→ **Task brief**
For the entries below, report the number of lines where the string "ruff" appears, and only that number.

== Information supplied ==

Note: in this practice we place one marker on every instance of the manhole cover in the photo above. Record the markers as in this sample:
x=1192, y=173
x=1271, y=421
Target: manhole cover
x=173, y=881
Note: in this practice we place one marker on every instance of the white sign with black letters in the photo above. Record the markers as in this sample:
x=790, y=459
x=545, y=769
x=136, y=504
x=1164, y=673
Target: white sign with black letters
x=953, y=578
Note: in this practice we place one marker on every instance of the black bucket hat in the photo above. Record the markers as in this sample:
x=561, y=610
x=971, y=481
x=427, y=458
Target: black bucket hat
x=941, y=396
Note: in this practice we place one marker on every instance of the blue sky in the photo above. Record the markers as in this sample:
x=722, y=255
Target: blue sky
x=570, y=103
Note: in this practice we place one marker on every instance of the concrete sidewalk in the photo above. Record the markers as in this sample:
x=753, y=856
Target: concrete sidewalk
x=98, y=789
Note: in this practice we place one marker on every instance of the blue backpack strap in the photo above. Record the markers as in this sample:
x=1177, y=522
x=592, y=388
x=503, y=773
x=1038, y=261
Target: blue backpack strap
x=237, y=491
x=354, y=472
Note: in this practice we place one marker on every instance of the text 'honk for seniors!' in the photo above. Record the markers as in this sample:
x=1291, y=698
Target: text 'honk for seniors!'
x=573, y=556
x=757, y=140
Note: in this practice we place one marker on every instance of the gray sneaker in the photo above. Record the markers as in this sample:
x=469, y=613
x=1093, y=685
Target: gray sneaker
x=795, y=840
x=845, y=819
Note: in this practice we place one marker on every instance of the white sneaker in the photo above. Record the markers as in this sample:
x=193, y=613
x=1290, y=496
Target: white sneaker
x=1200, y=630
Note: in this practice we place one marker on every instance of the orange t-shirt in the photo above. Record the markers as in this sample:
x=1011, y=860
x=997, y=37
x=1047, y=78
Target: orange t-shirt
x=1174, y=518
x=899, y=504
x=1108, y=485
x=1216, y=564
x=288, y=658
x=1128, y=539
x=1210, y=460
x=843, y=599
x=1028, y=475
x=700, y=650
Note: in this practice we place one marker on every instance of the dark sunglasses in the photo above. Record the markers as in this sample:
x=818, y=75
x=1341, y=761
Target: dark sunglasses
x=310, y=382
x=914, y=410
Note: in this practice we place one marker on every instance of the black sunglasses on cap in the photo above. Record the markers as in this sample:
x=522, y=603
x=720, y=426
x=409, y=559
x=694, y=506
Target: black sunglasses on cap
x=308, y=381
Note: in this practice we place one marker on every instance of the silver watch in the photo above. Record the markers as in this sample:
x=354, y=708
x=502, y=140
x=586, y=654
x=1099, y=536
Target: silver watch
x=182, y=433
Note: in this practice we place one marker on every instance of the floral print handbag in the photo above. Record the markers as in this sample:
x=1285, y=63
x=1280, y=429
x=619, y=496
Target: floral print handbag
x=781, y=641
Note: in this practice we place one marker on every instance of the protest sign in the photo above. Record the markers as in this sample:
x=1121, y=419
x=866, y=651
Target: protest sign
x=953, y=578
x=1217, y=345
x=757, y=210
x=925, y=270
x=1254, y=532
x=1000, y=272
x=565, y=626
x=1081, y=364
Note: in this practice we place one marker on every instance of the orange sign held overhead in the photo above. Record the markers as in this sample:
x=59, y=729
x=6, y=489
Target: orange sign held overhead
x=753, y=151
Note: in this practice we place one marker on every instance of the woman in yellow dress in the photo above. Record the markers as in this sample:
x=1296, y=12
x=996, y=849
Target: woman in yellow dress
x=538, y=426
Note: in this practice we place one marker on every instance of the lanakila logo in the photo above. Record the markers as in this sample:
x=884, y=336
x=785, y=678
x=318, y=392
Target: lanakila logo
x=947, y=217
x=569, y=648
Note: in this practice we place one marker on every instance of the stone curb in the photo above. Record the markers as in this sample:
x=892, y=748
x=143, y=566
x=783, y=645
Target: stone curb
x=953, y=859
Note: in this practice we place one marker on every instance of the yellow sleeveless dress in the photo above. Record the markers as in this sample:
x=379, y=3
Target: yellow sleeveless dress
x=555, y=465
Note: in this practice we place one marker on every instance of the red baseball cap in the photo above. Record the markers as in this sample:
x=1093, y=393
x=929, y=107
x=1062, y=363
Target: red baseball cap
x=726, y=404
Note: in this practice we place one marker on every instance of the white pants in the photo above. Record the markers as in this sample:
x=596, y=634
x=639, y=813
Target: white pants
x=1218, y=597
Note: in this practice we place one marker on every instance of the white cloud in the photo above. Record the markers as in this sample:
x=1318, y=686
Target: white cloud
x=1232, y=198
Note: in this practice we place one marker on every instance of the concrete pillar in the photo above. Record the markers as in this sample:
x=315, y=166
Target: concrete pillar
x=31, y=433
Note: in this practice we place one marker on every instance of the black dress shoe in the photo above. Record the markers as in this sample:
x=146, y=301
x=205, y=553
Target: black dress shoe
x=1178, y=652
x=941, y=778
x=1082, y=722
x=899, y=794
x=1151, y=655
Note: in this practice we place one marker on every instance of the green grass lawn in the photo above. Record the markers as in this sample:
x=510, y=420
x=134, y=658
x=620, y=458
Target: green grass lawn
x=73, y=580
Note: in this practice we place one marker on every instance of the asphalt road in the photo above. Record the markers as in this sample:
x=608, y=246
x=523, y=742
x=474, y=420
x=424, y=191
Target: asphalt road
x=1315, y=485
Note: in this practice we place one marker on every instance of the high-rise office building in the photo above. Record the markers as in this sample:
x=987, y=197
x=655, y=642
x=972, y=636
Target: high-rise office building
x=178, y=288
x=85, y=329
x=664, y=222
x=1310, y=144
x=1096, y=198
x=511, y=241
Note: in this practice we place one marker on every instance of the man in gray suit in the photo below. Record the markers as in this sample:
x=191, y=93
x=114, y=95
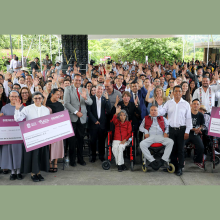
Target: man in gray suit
x=75, y=100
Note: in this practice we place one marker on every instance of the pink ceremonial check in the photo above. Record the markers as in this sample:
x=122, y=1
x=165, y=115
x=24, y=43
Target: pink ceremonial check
x=214, y=125
x=46, y=130
x=10, y=132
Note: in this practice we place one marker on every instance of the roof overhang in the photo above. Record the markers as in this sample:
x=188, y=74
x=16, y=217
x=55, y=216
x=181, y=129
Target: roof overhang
x=99, y=37
x=205, y=45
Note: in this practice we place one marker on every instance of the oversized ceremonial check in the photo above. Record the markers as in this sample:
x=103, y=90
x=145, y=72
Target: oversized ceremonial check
x=46, y=130
x=214, y=126
x=10, y=132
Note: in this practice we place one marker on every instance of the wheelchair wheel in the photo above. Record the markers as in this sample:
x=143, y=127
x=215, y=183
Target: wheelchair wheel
x=132, y=165
x=144, y=168
x=171, y=168
x=106, y=165
x=217, y=160
x=106, y=148
x=204, y=166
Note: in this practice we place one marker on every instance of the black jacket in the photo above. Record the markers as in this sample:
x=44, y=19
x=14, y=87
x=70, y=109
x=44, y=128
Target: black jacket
x=92, y=113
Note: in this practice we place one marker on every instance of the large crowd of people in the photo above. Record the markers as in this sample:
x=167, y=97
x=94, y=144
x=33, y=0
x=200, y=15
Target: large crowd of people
x=167, y=103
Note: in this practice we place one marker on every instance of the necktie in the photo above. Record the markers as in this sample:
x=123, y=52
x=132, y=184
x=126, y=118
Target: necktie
x=77, y=90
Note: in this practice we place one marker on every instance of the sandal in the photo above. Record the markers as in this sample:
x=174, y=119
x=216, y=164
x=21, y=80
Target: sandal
x=51, y=170
x=55, y=169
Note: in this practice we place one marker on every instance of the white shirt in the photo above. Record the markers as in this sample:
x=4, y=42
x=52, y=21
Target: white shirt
x=205, y=96
x=179, y=114
x=31, y=112
x=98, y=104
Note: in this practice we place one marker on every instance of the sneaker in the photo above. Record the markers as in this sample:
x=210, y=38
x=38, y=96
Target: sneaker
x=120, y=168
x=200, y=165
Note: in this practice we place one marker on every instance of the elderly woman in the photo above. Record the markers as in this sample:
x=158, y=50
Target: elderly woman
x=57, y=149
x=11, y=154
x=35, y=160
x=123, y=131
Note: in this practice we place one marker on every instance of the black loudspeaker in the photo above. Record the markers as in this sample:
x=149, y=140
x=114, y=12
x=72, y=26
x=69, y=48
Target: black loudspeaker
x=75, y=48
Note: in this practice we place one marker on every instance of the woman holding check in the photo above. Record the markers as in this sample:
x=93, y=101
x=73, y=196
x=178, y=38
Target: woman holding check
x=35, y=160
x=11, y=154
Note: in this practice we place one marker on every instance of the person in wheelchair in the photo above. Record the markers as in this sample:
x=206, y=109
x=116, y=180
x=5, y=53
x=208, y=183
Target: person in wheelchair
x=206, y=139
x=156, y=129
x=198, y=123
x=123, y=131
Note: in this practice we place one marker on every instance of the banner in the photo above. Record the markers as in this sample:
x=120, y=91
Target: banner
x=214, y=125
x=10, y=132
x=46, y=130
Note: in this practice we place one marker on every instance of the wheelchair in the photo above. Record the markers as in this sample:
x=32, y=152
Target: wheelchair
x=210, y=149
x=157, y=150
x=130, y=149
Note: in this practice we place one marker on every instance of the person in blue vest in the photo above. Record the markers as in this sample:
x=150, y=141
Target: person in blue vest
x=156, y=130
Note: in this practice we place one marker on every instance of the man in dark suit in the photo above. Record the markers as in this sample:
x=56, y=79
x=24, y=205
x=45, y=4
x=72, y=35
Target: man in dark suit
x=97, y=121
x=141, y=94
x=75, y=100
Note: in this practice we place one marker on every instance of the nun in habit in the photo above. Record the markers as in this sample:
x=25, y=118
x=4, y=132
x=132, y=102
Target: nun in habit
x=11, y=154
x=36, y=160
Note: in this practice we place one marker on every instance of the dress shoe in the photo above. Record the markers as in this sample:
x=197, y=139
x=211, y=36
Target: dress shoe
x=40, y=177
x=102, y=159
x=35, y=178
x=93, y=160
x=73, y=164
x=123, y=167
x=19, y=176
x=179, y=172
x=13, y=177
x=83, y=163
x=120, y=168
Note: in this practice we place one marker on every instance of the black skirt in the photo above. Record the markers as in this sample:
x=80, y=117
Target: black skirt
x=35, y=161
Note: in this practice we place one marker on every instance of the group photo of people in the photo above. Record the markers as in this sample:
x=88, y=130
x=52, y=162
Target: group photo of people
x=149, y=109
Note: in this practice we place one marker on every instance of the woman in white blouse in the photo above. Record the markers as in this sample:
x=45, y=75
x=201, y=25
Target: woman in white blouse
x=36, y=160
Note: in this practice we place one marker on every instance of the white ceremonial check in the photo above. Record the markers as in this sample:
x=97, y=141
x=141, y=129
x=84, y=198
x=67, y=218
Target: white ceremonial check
x=10, y=134
x=46, y=130
x=49, y=133
x=215, y=125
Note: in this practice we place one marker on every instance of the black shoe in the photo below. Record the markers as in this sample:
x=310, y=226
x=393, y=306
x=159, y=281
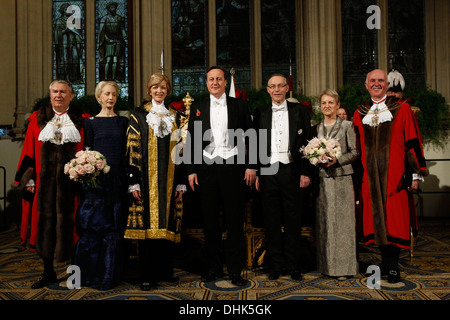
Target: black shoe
x=237, y=280
x=274, y=275
x=212, y=275
x=44, y=281
x=296, y=275
x=393, y=276
x=147, y=286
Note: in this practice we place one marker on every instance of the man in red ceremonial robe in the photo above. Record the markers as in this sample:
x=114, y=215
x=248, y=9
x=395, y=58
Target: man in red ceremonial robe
x=54, y=135
x=394, y=164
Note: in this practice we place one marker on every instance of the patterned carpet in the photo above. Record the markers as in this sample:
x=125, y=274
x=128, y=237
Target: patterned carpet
x=425, y=276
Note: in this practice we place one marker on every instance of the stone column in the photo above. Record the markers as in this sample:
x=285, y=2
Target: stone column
x=320, y=21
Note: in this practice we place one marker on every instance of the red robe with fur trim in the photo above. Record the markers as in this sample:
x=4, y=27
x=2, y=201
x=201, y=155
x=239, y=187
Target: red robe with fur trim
x=390, y=153
x=30, y=168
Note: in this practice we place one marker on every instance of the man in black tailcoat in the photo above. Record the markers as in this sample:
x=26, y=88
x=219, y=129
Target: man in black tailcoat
x=220, y=170
x=283, y=128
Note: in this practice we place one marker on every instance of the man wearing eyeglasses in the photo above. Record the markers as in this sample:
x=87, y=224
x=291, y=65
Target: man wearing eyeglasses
x=285, y=126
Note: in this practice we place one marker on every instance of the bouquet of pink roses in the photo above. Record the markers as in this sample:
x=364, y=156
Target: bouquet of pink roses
x=86, y=166
x=321, y=150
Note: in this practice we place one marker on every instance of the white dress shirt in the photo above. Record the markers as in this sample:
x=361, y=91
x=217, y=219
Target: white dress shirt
x=219, y=146
x=280, y=135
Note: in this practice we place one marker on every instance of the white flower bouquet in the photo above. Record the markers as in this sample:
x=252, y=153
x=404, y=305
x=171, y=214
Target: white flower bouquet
x=321, y=150
x=86, y=166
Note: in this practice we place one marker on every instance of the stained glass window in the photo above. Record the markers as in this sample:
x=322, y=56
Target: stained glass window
x=359, y=43
x=112, y=43
x=69, y=44
x=278, y=38
x=188, y=46
x=407, y=40
x=233, y=39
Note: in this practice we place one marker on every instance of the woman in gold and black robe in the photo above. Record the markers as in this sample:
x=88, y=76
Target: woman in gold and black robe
x=153, y=182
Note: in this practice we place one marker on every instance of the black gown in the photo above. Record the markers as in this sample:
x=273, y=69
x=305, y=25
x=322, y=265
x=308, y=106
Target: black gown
x=100, y=218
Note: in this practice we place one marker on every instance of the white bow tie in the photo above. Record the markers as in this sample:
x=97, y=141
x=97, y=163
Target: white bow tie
x=219, y=103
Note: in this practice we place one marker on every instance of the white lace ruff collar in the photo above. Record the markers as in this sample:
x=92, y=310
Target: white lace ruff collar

===

→ **Answer section**
2